**Quoted passage**.
▬▬▬▬▬▬▬▬▬▬
What if you work yourself to the point of exhaustion, only to find that you are too critical to the company’s success for anyone else to buy it without tying you into a long term employment agreement? What if you rapidly grow your revenues, but discover that your margins are too thin to attract a decent acquirer? What if you build a great management team, but they leave to start a competing business? What if you invest in new equipment  that looks great, but doesn’t add to the value of your company?

Understanding Your Choices

All these things would be addressed in a comprehensive exit plan. It’s not only about your life after the business, it’s about the life of the business after you. Exit planning requires that you look at your company through both the eyes of both a seller and of a buyer.

As a seller, you have certain goals for what you would accept as a successful exit. Usually those are financial, but other factors sometimes count for even more than the sale price. What future do you envision for your employees and customers following the sale? Is the company’s reputation, or it’s contribution to the community important to you? Answering these questions could have an impact on the type of buyer you will consider.

What are the intangible assets of your business? Are your employees able to make good business decisions without your oversight? Do they dependably execute their roles according to documented processes with consistently high levels of quality? The ability to duplicate your success is the single most important factor in a buyer’s calculation of value.
▬▬▬▬▬▬▬▬▬▬
**Information provided**.
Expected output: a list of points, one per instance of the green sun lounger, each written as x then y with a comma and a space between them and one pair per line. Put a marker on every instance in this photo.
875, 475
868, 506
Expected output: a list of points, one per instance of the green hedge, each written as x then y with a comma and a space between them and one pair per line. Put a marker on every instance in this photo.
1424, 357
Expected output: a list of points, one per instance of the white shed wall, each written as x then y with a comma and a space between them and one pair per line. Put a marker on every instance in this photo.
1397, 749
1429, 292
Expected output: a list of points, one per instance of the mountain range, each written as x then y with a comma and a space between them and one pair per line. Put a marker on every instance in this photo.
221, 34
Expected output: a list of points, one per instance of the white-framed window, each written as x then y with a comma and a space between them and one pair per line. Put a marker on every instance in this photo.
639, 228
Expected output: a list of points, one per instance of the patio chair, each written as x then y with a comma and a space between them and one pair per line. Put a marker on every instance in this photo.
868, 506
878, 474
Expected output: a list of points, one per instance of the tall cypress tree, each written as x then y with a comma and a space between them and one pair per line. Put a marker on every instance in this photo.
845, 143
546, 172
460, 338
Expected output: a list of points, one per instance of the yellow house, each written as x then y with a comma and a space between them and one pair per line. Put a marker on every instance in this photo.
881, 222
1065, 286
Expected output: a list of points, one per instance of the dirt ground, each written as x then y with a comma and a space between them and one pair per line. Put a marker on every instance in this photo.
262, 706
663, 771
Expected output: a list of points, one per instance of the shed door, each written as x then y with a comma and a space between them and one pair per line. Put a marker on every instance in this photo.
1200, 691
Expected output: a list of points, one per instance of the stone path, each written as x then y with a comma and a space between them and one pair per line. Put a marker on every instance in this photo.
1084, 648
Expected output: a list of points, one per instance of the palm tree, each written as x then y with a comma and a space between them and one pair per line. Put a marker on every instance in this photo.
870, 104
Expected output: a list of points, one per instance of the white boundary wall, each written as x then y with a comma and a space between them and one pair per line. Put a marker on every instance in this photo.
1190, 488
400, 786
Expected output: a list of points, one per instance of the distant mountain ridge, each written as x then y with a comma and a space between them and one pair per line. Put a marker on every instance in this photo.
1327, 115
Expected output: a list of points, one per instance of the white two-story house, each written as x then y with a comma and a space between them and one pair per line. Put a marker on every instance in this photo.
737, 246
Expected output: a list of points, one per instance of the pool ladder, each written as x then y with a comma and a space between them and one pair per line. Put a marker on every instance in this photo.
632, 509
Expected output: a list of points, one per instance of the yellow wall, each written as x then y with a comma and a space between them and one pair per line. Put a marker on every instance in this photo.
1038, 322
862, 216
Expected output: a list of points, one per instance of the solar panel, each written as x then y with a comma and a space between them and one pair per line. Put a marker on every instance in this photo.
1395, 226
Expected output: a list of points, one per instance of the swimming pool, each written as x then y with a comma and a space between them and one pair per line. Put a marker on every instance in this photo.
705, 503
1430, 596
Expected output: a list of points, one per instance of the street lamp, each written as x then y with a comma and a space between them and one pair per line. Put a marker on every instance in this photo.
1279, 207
▬▬▬▬▬▬▬▬▬▬
**Stated goal**. Please write the next part of the exit planning passage, starting after its final sentence. The listing comes from a separate source and has no connection to the exit planning passage.

**Task answer**.
How sticky would your company’s relationship with key employees be in your absence? Are they committed to the company because of a sense of ownership, actual ownership, or long-term incentives? If their only tie is personal loyalty to you, the value proposition to a buyer is a lot riskier.

Controlling Your Choices

All these questions should be part of your planning. Yet most owners don’t ask them until they are on the brink of retiring. That is a mistake. Knowing what you want to accomplish, or in other words – where your finish line is, is critical to building your business in the right way, in the right direction.

Having an exit plan doesn’t mean that you have to implement it on a specific date. You can choose “wait and watch” from the options outlined in this short video on the Five Roads to a Business Exit.

If you know your destination, your choice of a pathway becomes much easier.

Ambiguity Kills Value

Ambiguity kills value. That was a key point in a white paper from Orange Kiwi that I read over the holidays. Taken from the PhD thesis of Dr. Allie Taylor, the paper describes the psychological profile of  entrepreneurs, and their historical reluctance to begin an exit planning process.

According to Dr. Taylor, entrepreneurs have five major behavioral traits; Risk Taking, Innovativeness, Need for Achievement, tolerance for Ambiguity and a locus for Control. This follows closely my description of the mind of an entrepreneur in Hunting in a Farmer’s World. In that book I discuss the traits of tenacious problem solving and the ability to navigate in the fog.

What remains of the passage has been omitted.